-- BEGIN Text --
On 10/27/2016 04:51 PM, Hong wrote:
Sherry,
Thanks for detailed explanation.
We use options.Fact = DOFACT as default for the first factorization.
When user reuses matrix factor, then we must provide a default,
either 'options.Fact = SamePattern' or 'SamePattern_SameRowPerm'.
We previously set 'SamePattern_SameRowPerm'. After a user reported
error, we switched to 'SamePattern' which causes problem for 2nd user.
Hong,
Setting Options.Fact = DOFACT for all factorizations is currently
impossible via PETSc interface.
The user is expected to choose some kind of reuse model.
If you could add it, I (and other users probably too) would really
appreciate that.
Thanks a lot,
Anton
I'll check our interface to see if we can add flag-checking for Pr and
Pc, then set default accordingly.
Hong
On Wed, Oct 26, 2016 at 3:23 PM, Xiaoye S. Li <[email protected]
<mailto:[email protected]>> wrote:
Some graph preprocessing steps can be skipped ONLY IF a previous
factorization was done, and the information can be reused (AS
INPUT) to the new factorization.
-- END Text --
• _What you have to do_:
Write down, word for word, the part of the thread that opens with the words containing "We use options.Fact" and closes with "SamePattern' or 'SamePattern_SameRowPerm'.". Work only from the thread.
-- BEGIN Dataset content --
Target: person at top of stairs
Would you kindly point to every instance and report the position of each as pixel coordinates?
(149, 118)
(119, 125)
-- END Dataset content --
• _Reply to the exercise_:
We use options.Fact = DOFACT as default for the first factorization.
When user reuses matrix factor, then we must provide a default,
either 'options.Fact = SamePattern' or 'SamePattern_SameRowPerm'.